과제 지시: 아래 항목에서 "leaf"라는 단어가 들어 있는 줄을 세어 그 수만 쓰세요.

════════════════

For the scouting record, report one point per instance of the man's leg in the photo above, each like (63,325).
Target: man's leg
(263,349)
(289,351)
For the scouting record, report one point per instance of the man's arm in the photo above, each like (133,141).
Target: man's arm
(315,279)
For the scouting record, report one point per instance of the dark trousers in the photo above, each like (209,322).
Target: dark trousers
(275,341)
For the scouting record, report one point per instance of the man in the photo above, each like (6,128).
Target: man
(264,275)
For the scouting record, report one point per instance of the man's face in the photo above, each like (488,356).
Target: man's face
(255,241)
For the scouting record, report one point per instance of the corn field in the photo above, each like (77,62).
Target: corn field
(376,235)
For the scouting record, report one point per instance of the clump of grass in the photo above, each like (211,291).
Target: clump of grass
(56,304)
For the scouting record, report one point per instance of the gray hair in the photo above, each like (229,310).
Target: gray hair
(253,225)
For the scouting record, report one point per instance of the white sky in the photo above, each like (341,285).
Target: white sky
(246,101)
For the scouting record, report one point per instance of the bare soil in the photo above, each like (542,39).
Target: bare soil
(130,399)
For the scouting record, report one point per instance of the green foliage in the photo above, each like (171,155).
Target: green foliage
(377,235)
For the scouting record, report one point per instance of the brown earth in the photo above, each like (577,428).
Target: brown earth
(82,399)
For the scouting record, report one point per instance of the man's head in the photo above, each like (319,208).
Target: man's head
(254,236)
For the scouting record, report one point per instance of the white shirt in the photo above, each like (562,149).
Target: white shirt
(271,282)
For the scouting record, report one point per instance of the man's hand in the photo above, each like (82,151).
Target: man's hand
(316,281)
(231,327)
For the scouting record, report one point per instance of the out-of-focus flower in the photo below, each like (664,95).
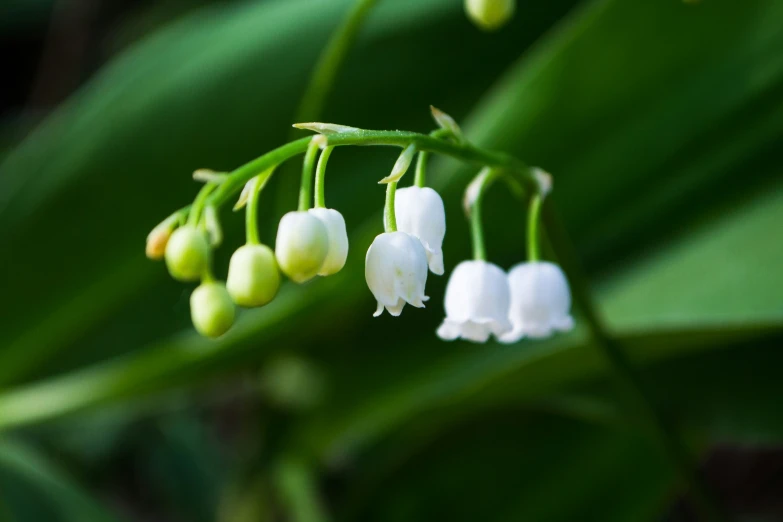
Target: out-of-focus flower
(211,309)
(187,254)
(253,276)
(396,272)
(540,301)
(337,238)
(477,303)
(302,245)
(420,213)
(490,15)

════════════════

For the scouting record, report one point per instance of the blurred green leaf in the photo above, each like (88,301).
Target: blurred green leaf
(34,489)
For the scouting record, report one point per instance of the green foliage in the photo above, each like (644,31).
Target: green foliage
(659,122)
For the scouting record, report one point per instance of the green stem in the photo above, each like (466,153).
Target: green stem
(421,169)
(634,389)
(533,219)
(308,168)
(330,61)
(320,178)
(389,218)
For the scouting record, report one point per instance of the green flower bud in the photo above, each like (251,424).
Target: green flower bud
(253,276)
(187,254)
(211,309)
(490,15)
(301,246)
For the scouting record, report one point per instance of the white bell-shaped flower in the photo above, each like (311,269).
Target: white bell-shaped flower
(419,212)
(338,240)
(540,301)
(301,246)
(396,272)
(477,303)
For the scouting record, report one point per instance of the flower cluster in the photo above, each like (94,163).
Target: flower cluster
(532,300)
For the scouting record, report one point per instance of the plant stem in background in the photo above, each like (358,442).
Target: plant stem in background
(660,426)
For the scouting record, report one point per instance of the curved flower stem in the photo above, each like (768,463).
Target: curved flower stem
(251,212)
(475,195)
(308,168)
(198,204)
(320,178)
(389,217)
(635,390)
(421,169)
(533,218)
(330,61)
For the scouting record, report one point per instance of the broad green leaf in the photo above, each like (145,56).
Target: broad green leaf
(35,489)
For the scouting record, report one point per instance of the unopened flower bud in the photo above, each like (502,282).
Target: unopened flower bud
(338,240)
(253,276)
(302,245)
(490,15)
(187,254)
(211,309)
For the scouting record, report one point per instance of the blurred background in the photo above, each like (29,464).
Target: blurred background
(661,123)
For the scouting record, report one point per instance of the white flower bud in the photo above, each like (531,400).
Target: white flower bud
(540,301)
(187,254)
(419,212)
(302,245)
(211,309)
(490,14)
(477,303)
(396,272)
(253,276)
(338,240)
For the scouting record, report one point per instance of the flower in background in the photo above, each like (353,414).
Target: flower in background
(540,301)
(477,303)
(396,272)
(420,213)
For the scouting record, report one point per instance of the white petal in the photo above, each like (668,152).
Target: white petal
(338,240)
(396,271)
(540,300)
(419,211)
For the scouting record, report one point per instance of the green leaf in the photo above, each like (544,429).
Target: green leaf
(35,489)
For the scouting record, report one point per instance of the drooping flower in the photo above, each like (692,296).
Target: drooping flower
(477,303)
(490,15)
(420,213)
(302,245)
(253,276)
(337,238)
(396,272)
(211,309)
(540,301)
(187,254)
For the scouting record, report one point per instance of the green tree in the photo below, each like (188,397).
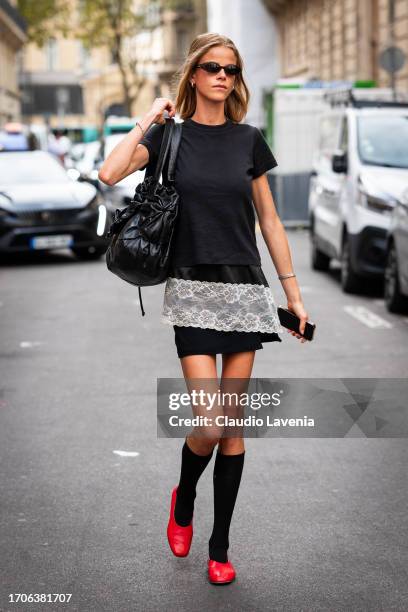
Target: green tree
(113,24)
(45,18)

════════════════

과제 풀이: 6